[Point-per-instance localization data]

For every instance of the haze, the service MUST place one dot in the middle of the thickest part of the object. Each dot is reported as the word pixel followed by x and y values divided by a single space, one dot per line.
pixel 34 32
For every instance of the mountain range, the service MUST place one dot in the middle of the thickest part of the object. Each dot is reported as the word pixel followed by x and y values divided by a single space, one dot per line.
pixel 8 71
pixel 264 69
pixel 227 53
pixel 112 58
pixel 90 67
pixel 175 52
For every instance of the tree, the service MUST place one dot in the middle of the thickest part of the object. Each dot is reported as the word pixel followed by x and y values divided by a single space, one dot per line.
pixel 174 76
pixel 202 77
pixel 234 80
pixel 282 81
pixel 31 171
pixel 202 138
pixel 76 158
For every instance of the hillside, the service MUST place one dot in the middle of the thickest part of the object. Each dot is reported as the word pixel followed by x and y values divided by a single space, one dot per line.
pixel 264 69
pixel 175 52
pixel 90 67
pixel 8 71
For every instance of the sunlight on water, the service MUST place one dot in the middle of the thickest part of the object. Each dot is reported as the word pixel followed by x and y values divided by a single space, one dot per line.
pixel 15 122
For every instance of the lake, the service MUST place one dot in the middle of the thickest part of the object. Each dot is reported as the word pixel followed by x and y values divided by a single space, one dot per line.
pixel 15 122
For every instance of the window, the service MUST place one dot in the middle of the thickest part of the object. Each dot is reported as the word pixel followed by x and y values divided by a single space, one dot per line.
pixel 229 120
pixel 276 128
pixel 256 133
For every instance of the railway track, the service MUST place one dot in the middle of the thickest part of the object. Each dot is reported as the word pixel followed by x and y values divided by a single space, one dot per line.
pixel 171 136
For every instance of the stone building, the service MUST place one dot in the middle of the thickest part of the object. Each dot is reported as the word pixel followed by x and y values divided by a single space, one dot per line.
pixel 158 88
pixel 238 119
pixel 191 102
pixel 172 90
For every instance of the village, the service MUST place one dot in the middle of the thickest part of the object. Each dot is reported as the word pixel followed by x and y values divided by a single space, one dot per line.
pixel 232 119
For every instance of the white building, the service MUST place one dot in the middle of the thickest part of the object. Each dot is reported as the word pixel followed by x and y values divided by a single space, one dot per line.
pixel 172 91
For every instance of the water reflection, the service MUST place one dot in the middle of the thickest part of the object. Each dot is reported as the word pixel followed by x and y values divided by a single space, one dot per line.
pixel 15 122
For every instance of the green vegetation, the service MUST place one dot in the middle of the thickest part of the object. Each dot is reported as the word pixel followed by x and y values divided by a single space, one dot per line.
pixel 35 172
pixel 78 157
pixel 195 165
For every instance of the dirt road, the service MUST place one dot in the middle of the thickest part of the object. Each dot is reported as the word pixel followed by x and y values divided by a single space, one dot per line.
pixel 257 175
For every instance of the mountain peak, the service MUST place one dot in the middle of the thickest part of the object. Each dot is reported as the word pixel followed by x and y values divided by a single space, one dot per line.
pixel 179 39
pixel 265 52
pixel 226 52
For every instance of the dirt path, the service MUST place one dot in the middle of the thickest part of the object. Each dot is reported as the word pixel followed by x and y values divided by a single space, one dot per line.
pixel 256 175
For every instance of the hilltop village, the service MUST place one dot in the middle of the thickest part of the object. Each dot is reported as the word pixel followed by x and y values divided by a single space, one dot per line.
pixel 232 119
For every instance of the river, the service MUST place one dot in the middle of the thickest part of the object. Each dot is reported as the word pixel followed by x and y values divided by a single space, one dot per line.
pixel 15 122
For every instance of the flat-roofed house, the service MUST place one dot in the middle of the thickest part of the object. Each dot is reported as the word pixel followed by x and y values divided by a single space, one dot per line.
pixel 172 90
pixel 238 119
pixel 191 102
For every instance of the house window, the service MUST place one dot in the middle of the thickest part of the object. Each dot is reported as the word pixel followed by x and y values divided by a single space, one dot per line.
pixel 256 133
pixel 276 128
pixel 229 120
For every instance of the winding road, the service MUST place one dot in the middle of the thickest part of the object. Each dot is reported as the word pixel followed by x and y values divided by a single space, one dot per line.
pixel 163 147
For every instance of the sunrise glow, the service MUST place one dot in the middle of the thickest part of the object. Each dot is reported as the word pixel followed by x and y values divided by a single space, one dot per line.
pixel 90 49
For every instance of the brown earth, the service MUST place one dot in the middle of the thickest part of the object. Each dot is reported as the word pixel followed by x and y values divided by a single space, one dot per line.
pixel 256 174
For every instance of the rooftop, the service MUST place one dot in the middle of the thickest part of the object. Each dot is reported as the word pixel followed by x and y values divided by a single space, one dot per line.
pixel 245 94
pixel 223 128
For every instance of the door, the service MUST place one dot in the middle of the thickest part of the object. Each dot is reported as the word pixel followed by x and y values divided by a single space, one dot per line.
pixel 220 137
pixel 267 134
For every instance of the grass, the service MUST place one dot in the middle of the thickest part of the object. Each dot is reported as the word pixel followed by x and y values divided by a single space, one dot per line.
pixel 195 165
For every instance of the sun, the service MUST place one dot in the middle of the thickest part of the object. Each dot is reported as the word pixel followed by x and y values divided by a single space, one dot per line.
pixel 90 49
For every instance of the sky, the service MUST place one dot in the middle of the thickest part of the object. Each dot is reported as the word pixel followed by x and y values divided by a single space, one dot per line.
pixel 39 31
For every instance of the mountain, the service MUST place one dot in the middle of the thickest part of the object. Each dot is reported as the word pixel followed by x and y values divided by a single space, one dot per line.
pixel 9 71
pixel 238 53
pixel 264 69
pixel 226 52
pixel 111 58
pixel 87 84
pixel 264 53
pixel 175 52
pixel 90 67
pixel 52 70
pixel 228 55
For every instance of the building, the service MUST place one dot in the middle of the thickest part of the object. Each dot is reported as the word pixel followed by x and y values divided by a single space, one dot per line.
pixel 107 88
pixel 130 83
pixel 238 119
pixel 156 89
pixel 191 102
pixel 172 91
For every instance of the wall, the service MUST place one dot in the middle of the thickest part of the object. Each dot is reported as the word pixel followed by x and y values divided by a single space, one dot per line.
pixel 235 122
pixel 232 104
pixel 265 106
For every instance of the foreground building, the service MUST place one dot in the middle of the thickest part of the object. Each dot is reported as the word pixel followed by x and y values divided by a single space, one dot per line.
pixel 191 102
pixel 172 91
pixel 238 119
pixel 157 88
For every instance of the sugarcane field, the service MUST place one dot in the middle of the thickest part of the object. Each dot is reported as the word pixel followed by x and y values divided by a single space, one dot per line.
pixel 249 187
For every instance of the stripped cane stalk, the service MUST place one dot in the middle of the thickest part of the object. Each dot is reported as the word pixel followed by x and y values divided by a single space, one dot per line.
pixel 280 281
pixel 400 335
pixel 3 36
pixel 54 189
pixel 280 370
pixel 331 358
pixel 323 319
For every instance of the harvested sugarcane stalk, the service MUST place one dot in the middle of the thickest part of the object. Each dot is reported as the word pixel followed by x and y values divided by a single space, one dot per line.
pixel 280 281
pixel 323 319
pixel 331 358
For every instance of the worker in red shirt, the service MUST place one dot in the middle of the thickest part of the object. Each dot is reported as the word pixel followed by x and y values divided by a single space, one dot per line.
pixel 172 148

• _Work task_: Each line above must be retyped exactly.

• _Response for this exercise_:
For every instance of the haze, the service MUST place one dot in the middle of the thickest part of the object. Each dot is reported as the word pixel followed by x and y values divided by a single space, one dot per line.
pixel 34 32
For every instance of the mountain range, the service MUST place one dot in the middle of the thickest part of the object. Each dot is reported as the word pixel followed by x and y values divided by a single space, one dot per line.
pixel 8 71
pixel 264 69
pixel 227 53
pixel 112 58
pixel 90 67
pixel 175 52
For every instance of the tree, the service MUST place one dot in the middle of the thickest part of the object. Each dot is reported as the word pixel followed by x and y values divided by a single space, one dot per line.
pixel 174 76
pixel 202 77
pixel 234 80
pixel 282 81
pixel 31 171
pixel 202 138
pixel 76 158
For every instance of the hillside, the service MUST place one dot in the middle of the thickest part of the object. Each dot is reported as the word pixel followed by x and y values divided by a single space, one dot per line.
pixel 264 69
pixel 175 52
pixel 90 67
pixel 8 71
For every instance of the sunlight on water, the service MUST place one dot in the middle of the thickest part of the object. Each dot is reported as the word pixel followed by x and y values divided by a single space, one dot per line.
pixel 15 122
For every instance of the lake, the service MUST place one dot in the middle of the thickest part of the object. Each dot is reported as the word pixel followed by x and y values divided by a single space, one dot per line.
pixel 15 122
For every instance of the window, the service MUST place one dot in the middle of the thickest part of the object. Each dot is reported as the word pixel followed by x and y values divided by a single space, one dot per line.
pixel 229 120
pixel 276 128
pixel 256 133
For every instance of the railway track, the service MUST place one dot in the middle of the thickest part of the object. Each dot is reported as the word pixel followed by x and y values divided by a single space, one dot per line.
pixel 171 136
For every instance of the stone building, the service MUST place one dot in the middle of the thickest part of the object. Each dot is reported as the word pixel followed by x and y values divided by a single space, one dot per line.
pixel 158 88
pixel 238 119
pixel 191 102
pixel 172 90
For every instance of the village, the service MUST place one dot in the middle of the thickest part of the object. Each dot is reported as the word pixel followed by x and y values divided by a single space, one dot per line.
pixel 232 119
For every instance of the white building, the service MUST place one dot in the middle of the thickest part of the object. Each dot is reported as the word pixel followed by x and y values divided by a single space, one dot per line.
pixel 172 91
For every instance of the water reflection, the service MUST place one dot in the middle of the thickest part of the object. Each dot is reported as the word pixel followed by x and y values divided by a single space, one dot per line.
pixel 15 122
For every instance of the green vegetation, the service MUST place one dot in the middle of the thickest part of the object. Each dot is reported as the word pixel followed by x and y values divided by a single space, one dot per line.
pixel 35 172
pixel 78 157
pixel 195 165
For every instance of the dirt road, the service MUST place one dot in the middle of the thickest part of the object. Each dot is reported as the word pixel followed by x and y values divided by a single space, one dot per line.
pixel 257 175
For every instance of the mountain peak, the service MUST place one dot in the middle of the thickest part of the object. Each dot is reported as the word pixel followed by x and y values divided by a single space, one dot per line.
pixel 179 39
pixel 265 52
pixel 226 52
For every instance of the dirt path, the service MUST place one dot in the middle of the thickest part of the object. Each dot is reported as the word pixel followed by x and y values divided by a single space, one dot per line.
pixel 256 175
For every instance of the hilltop village, the service MUST place one dot in the middle of the thickest part of the object. Each dot is reported as the word pixel followed by x and y values divided by a single space, one dot per line.
pixel 232 119
For every instance of the river, the service MUST place one dot in the middle of the thickest part of the object. Each dot is reported as the word pixel followed by x and y values divided by a single space, one dot per line.
pixel 15 122
For every instance of the flat-roofed house, the service MUST place one dot in the middle of the thickest part of the object. Each dot is reported as the word pixel followed by x and y values divided by a single space, one dot per line.
pixel 172 90
pixel 238 119
pixel 191 102
For every instance of the house window, the service MUST place one dot in the middle of the thickest part of the object. Each dot is reported as the word pixel followed by x and y values divided by a single space, one dot per line.
pixel 256 133
pixel 276 128
pixel 229 120
For every instance of the winding road, the service MUST place one dot in the middle of the thickest part of the object. Each dot is reported as the word pixel followed by x and y values divided by a single space, one dot per line.
pixel 163 147
For every instance of the sunrise glow, the service MUST place one dot in the middle of the thickest part of the object. Each dot is reported as the word pixel followed by x and y values divided by a single space, one dot per line.
pixel 90 49
For every instance of the brown earth, the service MUST place one dot in the middle of the thickest part of the object. Each dot is reported as the word pixel followed by x and y values divided by a single space, one dot per line.
pixel 256 174
For every instance of the rooftop, the service MUST place one dot in the middle of the thickest part of the object. Each dot is reported as the word pixel followed by x and y values divided by a single space, one dot per line.
pixel 245 94
pixel 223 128
For every instance of the door, the service MUST place one dot in the middle of the thickest part of the object. Each dot is reported as the word pixel followed by x and y values divided by a single space, one dot per line.
pixel 220 137
pixel 267 134
For every instance of the grass, the service MUST place one dot in the middle of the thickest part of the object. Each dot is reported as the word pixel followed by x and y values divided by a single space, one dot per line.
pixel 195 165
For every instance of the sun, the service MUST place one dot in the middle of the thickest part of the object. Each dot is reported as the word pixel followed by x and y values divided by a single space, one dot per line.
pixel 90 49
For every instance of the sky, the service MUST place one dot in the middle of the thickest part of the object. Each dot is reported as the word pixel followed by x and y values divided by a single space, one dot per line.
pixel 39 31
For every instance of the mountain, the service MUST place one dot in the middle of the thickest part of the object. Each dot is reported as the word pixel followed by x and y values divided by a single space, one dot per line.
pixel 9 71
pixel 238 53
pixel 264 69
pixel 226 52
pixel 111 58
pixel 87 84
pixel 264 53
pixel 175 52
pixel 90 67
pixel 52 70
pixel 228 55
For every instance of the building, the service MUST place one dot in the middle of the thickest part of the object. Each dot is reported as the word pixel followed by x and y values divided by a single space, one dot per line.
pixel 107 88
pixel 130 83
pixel 238 119
pixel 156 89
pixel 191 102
pixel 172 91
For every instance of the wall, the service MUST place one dot in the middle of the thickest part of the object. Each dot is reported as the word pixel followed by x and y values divided by a single space, one dot per line.
pixel 235 122
pixel 232 104
pixel 265 106
For every instance of the foreground building, the service MUST place one dot in the middle of the thickest part of the object. Each dot is reported as the word pixel followed by x and y values divided by a single space, one dot per line.
pixel 191 102
pixel 172 91
pixel 238 119
pixel 157 88
For every instance of the sugarcane field, the service MUST place one dot in the middle of the thickest part of the object. Each dot is reported as the word pixel followed by x and y values divided by a single space, one dot per line.
pixel 249 187
For every instance of the stripped cane stalk, the service MUST place one dot in the middle of the thickest part of the object. Each dot is reported as the word pixel followed by x and y values divided by a single space, one dot per line.
pixel 280 281
pixel 400 335
pixel 3 36
pixel 54 189
pixel 280 370
pixel 331 358
pixel 323 319
For every instance of the harvested sugarcane stalk, the service MUST place one dot in the middle of the thickest part of the object. Each dot is reported as the word pixel followed by x and y values divided by a single space, one dot per line.
pixel 280 281
pixel 323 319
pixel 331 358
For every instance of the worker in red shirt, the service MUST place one dot in the middle of the thickest part of the object. Each dot is reported as the word pixel followed by x and y values divided by a single space, one dot per line.
pixel 172 148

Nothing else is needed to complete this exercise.